> Given request: Format the records below as a two-column CSV with the headers record_text and answer, giving one row per record, from the start of the records through the line containing "x=264, y=97". Enclose each field in double quotes and replace its line breaks with spaces.

> Entries provided:

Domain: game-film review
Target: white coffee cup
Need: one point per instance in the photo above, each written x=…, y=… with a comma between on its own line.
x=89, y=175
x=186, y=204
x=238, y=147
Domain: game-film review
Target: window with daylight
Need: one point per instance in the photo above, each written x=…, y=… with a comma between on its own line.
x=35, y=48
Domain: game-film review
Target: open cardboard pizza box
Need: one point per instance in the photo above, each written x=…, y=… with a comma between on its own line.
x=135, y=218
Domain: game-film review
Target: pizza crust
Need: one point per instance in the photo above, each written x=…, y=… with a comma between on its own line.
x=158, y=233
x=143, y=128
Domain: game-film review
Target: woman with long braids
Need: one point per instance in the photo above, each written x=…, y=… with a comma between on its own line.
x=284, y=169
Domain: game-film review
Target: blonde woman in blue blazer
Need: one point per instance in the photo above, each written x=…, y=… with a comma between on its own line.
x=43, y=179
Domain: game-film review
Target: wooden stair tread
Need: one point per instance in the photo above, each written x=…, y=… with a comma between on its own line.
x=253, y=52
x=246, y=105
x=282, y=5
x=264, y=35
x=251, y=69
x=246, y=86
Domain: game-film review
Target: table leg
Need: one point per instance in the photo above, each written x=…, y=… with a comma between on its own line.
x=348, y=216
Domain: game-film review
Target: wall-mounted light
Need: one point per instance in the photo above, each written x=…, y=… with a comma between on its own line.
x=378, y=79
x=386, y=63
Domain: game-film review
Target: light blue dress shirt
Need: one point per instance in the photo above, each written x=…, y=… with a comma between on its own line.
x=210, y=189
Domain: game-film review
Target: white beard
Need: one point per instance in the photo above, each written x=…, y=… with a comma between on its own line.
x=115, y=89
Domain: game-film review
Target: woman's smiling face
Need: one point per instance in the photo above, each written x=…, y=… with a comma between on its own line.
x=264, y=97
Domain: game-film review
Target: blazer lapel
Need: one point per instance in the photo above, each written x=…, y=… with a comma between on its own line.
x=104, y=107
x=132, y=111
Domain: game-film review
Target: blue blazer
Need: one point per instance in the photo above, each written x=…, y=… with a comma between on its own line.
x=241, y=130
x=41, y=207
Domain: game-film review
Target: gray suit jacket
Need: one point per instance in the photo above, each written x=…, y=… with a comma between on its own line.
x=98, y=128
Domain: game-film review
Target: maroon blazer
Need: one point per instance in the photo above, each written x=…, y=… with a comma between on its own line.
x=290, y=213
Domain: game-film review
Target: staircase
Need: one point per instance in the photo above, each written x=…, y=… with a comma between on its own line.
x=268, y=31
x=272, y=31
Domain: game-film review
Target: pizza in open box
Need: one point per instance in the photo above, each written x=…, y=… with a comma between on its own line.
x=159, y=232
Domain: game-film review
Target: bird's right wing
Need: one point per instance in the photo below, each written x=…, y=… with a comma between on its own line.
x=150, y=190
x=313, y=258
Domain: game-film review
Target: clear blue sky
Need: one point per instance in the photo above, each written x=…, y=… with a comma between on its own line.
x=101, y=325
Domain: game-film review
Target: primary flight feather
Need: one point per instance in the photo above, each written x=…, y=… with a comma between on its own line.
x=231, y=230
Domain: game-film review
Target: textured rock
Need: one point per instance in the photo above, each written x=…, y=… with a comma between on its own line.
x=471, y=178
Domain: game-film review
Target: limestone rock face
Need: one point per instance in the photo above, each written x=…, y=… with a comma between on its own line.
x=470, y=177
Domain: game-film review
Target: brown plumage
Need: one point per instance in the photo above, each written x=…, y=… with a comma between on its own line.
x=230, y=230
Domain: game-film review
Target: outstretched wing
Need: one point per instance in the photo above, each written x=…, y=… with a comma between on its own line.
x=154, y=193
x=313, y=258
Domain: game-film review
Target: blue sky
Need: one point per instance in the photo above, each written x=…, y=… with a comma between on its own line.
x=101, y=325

> In response:
record_text,answer
"Domain: game-film review Target: white coffee cup Need: one point per instance in the photo above, each written x=…, y=… with a comma between on its own line.","x=89, y=175 x=186, y=204 x=238, y=147"
"Domain: game-film review Target: window with daylight Need: one point per instance in the photo above, each written x=…, y=… with a comma between on its own line.","x=35, y=48"
"Domain: game-film review Target: open cardboard pizza box Need: one point per instance in the photo above, each written x=…, y=… with a comma between on its own line.","x=135, y=218"
"Domain: game-film review Target: pizza crust Need: one point per instance in the photo above, each written x=…, y=… with a comma between on its own line.","x=158, y=233 x=143, y=128"
"Domain: game-film review Target: woman with long braids Need: one point per instance in the photo above, each written x=…, y=… with a comma between on its own line.","x=284, y=169"
"Domain: game-film review Target: blonde woman in blue blazer Need: one point per instance in the photo above, each written x=…, y=… with a comma between on its own line.","x=43, y=179"
"Domain: game-film review Target: wooden stair tread Need: one point per instance in the photo above, each written x=…, y=… with a comma between on its own line.","x=253, y=52 x=246, y=105 x=282, y=5 x=264, y=35 x=251, y=69 x=246, y=86"
"Domain: game-film review Target: table leg Need: one point per instance in the photo above, each written x=…, y=… with a comma between on its own line.","x=348, y=216"
"Domain: game-film review Target: wall-mounted light Need: one point per instance in the photo above, each written x=…, y=… with a comma between on its own line.","x=378, y=79 x=386, y=63"
"Domain: game-film review Target: light blue dress shirt Need: one point per instance in the photo above, each written x=…, y=… with a comma between on its own line.","x=210, y=189"
"Domain: game-film review Target: white beard Need: one point per instance in the photo above, each written x=…, y=… with a comma between on its own line.","x=115, y=89"
"Domain: game-film review Target: woman's smiling face Need: one point per instance in the photo above, each written x=…, y=… with a comma between on its own line.","x=264, y=97"